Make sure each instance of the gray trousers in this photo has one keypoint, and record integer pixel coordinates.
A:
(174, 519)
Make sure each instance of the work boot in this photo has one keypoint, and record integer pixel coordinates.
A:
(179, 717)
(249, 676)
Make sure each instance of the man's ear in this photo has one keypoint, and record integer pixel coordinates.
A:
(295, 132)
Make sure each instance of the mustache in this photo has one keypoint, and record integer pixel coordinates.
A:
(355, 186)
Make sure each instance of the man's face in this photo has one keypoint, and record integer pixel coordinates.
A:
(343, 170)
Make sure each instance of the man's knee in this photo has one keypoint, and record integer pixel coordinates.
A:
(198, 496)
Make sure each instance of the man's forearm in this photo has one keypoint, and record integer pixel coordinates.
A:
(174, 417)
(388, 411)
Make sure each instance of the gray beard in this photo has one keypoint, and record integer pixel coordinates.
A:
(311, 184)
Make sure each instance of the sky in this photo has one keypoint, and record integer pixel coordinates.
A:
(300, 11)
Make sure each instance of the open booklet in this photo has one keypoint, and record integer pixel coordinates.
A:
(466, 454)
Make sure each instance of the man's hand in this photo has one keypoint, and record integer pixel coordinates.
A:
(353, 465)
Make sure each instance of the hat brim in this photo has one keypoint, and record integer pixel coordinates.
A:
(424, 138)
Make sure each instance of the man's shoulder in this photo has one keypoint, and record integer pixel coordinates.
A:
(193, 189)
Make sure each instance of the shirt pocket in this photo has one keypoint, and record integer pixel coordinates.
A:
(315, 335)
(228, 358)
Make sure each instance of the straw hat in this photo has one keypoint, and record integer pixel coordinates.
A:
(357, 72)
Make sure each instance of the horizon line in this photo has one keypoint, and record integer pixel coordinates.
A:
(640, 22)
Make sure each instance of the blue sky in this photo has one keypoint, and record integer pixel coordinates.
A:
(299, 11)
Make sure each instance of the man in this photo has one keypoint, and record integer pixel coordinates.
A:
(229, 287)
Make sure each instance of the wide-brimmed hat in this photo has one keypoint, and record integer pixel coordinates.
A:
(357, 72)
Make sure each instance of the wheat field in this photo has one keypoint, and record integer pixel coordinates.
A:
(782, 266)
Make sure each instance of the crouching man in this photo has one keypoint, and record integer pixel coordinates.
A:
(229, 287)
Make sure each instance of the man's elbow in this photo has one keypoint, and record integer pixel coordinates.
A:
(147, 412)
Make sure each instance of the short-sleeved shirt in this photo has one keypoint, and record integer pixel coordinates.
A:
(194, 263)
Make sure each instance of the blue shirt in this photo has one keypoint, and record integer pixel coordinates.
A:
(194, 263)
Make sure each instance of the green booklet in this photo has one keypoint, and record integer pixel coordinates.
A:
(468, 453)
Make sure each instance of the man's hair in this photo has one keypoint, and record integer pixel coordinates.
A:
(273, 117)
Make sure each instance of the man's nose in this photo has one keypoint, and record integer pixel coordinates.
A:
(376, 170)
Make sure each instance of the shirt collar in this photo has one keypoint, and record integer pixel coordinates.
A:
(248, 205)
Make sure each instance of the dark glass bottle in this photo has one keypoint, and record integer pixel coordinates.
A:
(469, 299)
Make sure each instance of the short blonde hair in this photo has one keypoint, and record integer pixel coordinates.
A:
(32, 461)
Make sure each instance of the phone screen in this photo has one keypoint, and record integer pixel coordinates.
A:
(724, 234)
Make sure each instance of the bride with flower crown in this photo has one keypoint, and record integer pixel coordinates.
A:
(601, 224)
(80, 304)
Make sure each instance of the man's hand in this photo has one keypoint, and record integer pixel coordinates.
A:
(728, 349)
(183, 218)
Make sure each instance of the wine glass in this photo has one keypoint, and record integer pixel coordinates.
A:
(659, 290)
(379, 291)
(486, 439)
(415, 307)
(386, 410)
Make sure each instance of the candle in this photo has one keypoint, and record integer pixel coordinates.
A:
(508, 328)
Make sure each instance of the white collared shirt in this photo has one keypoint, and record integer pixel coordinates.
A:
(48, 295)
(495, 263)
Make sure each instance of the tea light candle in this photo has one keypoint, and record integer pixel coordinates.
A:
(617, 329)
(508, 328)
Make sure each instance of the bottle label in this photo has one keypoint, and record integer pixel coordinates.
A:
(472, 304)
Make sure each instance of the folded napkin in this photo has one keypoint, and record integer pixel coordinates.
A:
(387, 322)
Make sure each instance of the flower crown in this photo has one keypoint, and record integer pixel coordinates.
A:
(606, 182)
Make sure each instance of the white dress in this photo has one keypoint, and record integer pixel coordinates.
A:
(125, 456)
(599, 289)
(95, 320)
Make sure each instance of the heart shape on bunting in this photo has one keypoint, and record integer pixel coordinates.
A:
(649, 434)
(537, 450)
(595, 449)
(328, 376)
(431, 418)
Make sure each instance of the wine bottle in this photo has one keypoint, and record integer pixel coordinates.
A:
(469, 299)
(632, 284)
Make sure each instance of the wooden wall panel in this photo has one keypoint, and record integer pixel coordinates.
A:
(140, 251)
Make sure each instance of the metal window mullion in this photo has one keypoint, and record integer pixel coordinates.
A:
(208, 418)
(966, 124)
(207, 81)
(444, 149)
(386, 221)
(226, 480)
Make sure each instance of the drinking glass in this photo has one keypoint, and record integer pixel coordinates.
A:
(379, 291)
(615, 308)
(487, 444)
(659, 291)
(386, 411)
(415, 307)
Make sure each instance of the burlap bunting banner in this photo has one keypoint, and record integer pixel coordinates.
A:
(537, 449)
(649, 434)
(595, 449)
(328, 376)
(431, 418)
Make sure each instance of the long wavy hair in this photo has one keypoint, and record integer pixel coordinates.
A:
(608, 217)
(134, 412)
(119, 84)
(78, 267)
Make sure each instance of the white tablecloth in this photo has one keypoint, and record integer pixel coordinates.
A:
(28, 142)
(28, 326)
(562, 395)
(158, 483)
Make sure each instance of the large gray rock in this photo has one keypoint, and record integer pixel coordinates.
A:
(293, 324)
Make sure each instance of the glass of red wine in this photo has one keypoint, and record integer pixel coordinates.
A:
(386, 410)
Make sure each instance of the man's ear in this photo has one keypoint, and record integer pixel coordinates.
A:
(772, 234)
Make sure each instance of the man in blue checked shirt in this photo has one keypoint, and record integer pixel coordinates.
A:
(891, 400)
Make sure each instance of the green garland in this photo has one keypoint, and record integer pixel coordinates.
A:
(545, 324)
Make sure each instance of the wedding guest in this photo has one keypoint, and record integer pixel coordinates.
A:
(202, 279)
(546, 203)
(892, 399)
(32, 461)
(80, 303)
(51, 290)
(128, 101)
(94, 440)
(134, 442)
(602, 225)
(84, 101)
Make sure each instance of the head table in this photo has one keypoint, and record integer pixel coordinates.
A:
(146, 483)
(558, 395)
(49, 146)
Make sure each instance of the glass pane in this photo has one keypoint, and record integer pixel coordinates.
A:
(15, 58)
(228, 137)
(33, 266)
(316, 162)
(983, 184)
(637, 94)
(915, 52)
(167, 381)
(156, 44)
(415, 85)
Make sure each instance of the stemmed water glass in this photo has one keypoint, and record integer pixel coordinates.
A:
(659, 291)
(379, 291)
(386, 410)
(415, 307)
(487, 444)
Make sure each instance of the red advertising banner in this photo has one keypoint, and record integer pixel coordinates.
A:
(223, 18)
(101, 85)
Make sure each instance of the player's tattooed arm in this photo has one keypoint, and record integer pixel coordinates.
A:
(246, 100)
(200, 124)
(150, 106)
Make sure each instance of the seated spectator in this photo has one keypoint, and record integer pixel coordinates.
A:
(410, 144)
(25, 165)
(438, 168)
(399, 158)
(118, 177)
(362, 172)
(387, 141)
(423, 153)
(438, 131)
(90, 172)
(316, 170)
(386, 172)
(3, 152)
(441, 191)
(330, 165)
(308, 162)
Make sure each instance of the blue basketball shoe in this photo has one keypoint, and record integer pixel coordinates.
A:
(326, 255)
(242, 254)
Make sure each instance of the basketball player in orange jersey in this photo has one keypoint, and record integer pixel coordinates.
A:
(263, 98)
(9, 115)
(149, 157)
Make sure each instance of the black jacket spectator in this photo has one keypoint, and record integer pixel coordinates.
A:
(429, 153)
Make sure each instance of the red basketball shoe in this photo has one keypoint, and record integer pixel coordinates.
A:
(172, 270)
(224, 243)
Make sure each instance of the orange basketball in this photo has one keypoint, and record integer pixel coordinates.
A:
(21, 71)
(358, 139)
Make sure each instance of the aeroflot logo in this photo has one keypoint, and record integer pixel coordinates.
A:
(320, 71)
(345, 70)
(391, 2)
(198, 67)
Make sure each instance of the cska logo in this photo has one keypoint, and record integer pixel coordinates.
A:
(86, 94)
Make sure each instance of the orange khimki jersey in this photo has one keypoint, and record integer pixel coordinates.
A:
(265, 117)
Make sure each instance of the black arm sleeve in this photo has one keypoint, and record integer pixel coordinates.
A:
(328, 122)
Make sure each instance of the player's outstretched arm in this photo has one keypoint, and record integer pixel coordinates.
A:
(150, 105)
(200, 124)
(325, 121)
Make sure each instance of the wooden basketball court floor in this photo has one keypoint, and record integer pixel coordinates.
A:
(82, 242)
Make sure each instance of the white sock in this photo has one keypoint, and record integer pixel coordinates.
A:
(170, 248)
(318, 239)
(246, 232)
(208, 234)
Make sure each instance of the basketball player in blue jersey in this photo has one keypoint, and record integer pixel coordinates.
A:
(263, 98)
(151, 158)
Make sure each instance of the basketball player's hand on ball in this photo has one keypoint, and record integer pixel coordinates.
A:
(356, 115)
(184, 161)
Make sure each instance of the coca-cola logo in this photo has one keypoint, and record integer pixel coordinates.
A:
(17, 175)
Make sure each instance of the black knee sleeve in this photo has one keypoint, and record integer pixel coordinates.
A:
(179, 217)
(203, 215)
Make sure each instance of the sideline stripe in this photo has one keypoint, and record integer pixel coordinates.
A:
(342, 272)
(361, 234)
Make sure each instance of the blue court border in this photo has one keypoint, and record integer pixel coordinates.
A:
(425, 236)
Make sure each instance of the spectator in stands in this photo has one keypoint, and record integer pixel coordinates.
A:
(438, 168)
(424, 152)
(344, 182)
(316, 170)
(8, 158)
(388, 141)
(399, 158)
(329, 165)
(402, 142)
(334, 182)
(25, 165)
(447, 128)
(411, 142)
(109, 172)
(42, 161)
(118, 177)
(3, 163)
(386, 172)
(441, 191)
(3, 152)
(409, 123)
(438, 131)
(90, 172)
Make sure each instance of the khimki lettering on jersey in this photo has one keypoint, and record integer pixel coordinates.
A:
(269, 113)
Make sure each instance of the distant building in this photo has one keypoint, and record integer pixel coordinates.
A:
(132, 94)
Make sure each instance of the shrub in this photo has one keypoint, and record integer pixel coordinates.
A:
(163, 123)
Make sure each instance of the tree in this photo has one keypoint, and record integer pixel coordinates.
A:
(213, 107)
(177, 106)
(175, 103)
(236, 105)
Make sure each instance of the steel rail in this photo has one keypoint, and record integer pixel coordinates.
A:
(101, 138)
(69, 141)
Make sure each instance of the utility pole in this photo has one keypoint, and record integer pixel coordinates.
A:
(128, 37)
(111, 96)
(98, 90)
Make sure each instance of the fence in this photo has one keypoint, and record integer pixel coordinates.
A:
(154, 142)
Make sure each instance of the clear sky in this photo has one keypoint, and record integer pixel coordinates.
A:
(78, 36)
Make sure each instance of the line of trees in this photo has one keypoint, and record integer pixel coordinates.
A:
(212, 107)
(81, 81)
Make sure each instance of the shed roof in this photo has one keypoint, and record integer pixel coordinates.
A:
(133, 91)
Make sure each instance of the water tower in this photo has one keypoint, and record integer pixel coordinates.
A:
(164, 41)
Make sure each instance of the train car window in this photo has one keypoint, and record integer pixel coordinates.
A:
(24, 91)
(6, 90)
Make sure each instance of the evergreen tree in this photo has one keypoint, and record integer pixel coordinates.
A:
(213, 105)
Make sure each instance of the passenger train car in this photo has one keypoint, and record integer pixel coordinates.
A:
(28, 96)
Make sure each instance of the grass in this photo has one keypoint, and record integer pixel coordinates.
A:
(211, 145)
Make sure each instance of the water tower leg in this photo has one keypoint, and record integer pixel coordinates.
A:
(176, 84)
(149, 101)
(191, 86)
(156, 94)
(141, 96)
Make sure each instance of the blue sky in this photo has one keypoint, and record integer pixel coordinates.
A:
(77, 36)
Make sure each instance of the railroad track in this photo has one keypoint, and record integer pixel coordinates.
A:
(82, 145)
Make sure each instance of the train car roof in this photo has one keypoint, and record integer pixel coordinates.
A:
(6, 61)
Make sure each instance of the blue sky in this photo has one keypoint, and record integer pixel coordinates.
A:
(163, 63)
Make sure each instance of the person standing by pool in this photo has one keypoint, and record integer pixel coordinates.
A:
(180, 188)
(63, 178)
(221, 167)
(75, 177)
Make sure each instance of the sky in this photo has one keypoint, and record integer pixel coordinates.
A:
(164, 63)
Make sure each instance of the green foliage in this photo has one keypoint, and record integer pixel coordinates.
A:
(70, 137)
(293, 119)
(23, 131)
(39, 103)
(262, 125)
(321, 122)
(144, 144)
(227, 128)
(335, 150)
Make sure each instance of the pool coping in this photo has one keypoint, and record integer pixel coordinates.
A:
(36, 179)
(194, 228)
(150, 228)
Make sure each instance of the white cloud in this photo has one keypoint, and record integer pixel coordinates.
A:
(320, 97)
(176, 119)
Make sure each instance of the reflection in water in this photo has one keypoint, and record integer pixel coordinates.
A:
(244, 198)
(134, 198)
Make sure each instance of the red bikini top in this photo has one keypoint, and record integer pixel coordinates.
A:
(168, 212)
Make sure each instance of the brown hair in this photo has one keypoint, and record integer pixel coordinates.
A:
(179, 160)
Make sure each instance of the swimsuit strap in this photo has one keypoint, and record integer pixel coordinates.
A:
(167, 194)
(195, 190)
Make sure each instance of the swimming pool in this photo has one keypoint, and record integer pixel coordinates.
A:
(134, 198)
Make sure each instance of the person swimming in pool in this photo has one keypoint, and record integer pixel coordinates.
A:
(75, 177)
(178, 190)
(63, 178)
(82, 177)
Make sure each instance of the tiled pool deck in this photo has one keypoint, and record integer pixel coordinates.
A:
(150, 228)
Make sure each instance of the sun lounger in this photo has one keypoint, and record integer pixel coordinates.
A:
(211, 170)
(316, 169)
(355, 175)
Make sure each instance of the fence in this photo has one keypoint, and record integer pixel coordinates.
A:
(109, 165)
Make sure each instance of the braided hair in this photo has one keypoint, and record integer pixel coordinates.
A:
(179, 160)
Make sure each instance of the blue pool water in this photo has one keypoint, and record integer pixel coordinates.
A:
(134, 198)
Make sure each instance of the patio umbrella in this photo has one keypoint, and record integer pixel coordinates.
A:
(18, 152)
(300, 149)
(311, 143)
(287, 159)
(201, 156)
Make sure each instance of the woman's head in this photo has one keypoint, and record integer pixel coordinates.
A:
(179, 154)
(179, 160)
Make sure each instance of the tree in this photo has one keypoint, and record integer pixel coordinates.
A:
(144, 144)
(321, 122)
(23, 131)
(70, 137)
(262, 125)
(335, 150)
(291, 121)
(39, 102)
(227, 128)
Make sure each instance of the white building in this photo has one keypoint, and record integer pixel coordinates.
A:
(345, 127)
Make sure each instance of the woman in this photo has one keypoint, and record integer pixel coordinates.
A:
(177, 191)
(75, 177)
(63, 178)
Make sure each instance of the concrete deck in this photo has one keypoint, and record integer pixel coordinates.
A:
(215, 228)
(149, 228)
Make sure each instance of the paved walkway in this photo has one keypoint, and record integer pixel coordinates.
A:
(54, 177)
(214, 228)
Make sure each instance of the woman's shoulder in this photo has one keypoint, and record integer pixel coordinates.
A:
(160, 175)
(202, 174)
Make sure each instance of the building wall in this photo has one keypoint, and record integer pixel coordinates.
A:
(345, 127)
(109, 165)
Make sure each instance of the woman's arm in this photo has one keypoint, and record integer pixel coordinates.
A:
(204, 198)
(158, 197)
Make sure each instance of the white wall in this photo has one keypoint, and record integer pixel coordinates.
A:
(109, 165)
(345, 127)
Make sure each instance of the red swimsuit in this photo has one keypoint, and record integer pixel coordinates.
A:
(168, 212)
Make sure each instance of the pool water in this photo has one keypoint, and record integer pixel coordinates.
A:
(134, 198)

GOAL OF THE EXERCISE: Lines with the word "water" in them are the answer; report each one from the data.

RESPONSE TO THIS EXERCISE:
Make sure each instance of the stemmed water glass in this photo has one keypoint, and record integer pixel coordinates.
Make sure each instance of the water tower in this photo has one keypoint, and record integer pixel coordinates.
Make sure each instance of the water tower leg in this photo has one keypoint, and record integer pixel coordinates.
Make sure each instance of the reflection in water in this photo has one keypoint, and record integer pixel coordinates.
Make sure each instance of the blue pool water in this photo has one keypoint, and record integer pixel coordinates.
Make sure each instance of the pool water in this photo has one keypoint, and record integer pixel coordinates.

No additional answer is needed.